* _Excerpted data_

★ ★ ★ ★

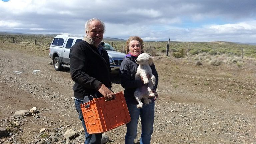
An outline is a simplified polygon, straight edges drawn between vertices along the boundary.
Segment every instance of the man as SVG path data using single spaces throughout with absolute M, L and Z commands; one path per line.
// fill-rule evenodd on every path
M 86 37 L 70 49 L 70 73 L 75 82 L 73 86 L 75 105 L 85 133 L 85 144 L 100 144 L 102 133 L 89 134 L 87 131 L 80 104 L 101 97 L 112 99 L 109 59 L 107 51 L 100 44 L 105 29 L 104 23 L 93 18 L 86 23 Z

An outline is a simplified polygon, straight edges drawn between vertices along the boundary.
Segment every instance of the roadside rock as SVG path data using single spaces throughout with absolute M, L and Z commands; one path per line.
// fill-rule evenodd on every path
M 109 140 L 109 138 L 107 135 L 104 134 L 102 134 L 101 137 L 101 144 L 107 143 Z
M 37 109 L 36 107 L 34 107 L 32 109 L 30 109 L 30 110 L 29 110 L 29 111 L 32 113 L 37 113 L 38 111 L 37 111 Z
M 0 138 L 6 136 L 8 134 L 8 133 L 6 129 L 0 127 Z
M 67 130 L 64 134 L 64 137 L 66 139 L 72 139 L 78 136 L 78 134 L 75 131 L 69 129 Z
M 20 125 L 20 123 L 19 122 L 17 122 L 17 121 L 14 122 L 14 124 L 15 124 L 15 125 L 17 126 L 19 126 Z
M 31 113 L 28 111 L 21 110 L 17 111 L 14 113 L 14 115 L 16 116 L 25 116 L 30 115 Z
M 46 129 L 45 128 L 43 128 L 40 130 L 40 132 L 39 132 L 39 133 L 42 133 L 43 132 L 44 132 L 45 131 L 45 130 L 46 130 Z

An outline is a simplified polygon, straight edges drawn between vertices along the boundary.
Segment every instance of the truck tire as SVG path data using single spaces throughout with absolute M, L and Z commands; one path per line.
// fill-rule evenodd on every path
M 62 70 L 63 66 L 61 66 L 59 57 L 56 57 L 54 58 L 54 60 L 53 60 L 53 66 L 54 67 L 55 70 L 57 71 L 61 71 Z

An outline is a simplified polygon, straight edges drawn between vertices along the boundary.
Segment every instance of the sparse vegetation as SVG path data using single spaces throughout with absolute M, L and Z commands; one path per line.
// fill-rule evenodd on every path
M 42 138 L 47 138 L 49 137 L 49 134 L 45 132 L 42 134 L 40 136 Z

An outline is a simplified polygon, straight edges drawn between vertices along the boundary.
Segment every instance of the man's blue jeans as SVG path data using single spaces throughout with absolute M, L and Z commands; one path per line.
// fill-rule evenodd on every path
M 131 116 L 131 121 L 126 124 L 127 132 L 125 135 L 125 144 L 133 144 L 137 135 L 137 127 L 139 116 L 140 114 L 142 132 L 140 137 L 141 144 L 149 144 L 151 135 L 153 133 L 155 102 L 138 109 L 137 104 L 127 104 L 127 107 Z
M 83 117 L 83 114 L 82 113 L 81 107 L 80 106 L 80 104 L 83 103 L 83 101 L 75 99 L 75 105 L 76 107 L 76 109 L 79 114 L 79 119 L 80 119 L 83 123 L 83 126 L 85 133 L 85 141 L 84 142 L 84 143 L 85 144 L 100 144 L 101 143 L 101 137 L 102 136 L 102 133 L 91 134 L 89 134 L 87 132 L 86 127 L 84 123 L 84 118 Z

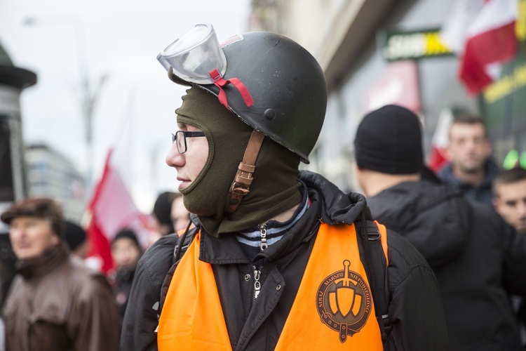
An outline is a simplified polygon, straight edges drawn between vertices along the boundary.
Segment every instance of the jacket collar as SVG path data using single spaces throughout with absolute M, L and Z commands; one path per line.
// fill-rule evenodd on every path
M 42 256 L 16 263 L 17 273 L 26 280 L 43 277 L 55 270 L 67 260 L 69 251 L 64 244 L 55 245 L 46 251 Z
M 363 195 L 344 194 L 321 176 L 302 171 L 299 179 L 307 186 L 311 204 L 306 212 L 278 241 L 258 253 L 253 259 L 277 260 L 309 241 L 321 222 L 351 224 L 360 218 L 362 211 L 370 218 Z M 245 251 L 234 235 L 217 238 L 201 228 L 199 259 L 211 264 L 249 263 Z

★ ★ ★ ★

* _Requirement_
Output every line above as a JSON list of strings with one string per line, omitting blank lines and the pictures.

* _The solution_
[
  "An outline is a simplified polygon, straight edges drawn between vertices along the boundary.",
  "Segment every instance of the man as SVG path data using single spaces throughout with absolute M, L and Z commands; one path per line.",
  "// fill-rule evenodd on every path",
  "M 86 37 L 70 49 L 70 73 L 75 82 L 73 86 L 75 105 L 85 133 L 85 144 L 100 144 L 102 133 L 89 134 L 87 131 L 80 104 L 101 97 L 112 99 L 109 59 L 107 51 L 100 44 L 105 29 L 104 23 L 93 18 L 86 23 Z",
  "An outline is a simplified polygon, straight edges drawn between vertices along the boundary.",
  "Segment every instance of the roadside rock as SVG path data using single spaces throughout with absolute M, L and Z commands; one path per line.",
  "// fill-rule evenodd on every path",
  "M 109 140 L 109 138 L 107 135 L 104 134 L 102 134 L 101 137 L 101 144 L 107 143 Z",
  "M 37 109 L 36 107 L 34 107 L 32 109 L 30 109 L 30 110 L 29 110 L 29 111 L 32 113 L 37 113 L 38 111 L 37 111 Z",
  "M 0 138 L 6 136 L 8 134 L 8 133 L 6 129 L 0 127 Z",
  "M 67 130 L 64 134 L 64 137 L 66 139 L 72 139 L 78 136 L 78 134 L 75 131 L 69 129 Z",
  "M 20 125 L 20 123 L 19 122 L 17 122 L 17 121 L 14 122 L 14 124 L 15 124 L 15 125 L 17 126 L 19 126 Z",
  "M 31 113 L 28 111 L 21 110 L 17 111 L 14 113 L 14 115 L 16 116 L 25 116 L 30 115 Z",
  "M 46 129 L 45 128 L 43 128 L 40 130 L 40 132 L 39 132 L 39 133 L 42 133 L 43 132 L 44 132 L 45 131 L 45 130 L 46 130 Z",
  "An outline is a simplified polygon, straight edges drawn between vertices along the boundary.",
  "Segment every instance of the truck tire as SVG path data using single spaces throughout with absolute M, L and Z commands; one path per line.",
  "// fill-rule evenodd on every path",
  "M 62 70 L 63 66 L 61 66 L 59 57 L 56 57 L 54 58 L 54 60 L 53 60 L 53 66 L 54 67 L 55 70 L 57 71 L 61 71 Z",
  "An outline is a simplified polygon, straight edges drawn between vertices along the boundary.",
  "Segment every instance of the sparse vegetation as SVG path data using single spaces throughout with absolute M, L and Z commands; one path per line.",
  "// fill-rule evenodd on every path",
  "M 42 138 L 47 138 L 49 137 L 49 134 L 45 132 L 42 134 L 40 136 Z",
  "An outline is a simplified polygon, straight edges drawn between vertices along the boundary.",
  "Segment every instance of the man's blue jeans as SVG path data using single spaces throughout with absolute M, L and Z commands; one path per line.",
  "// fill-rule evenodd on every path",
  "M 131 116 L 131 121 L 126 124 L 127 132 L 125 135 L 125 144 L 133 144 L 137 135 L 137 127 L 139 116 L 140 114 L 142 132 L 140 137 L 141 144 L 149 144 L 151 135 L 153 133 L 155 102 L 138 109 L 137 104 L 127 104 L 127 107 Z",
  "M 83 117 L 83 114 L 82 113 L 81 107 L 80 106 L 80 104 L 83 103 L 83 101 L 75 99 L 75 105 L 76 107 L 76 109 L 79 114 L 79 119 L 80 119 L 83 123 L 83 126 L 85 133 L 85 141 L 84 142 L 84 143 L 85 144 L 100 144 L 101 143 L 101 137 L 102 136 L 102 133 L 91 134 L 89 134 L 87 132 L 86 127 L 84 123 L 84 118 Z",
  "An outline is a simplified polygon, straight edges drawn between vertices along the boundary.",
  "Segment every instance of the jacket collar as SVG path data using single spaces throughout with absolute M, L and Z commands; one path per line.",
  "// fill-rule evenodd on every path",
  "M 42 256 L 16 263 L 17 273 L 26 280 L 43 277 L 55 270 L 67 260 L 69 251 L 64 244 L 55 245 L 46 251 Z",
  "M 363 195 L 344 194 L 321 176 L 302 171 L 299 179 L 307 186 L 311 204 L 306 212 L 278 241 L 258 253 L 253 259 L 277 260 L 309 241 L 321 222 L 351 224 L 360 218 L 362 211 L 370 218 Z M 245 251 L 234 235 L 217 238 L 201 228 L 199 259 L 211 264 L 249 263 Z"
]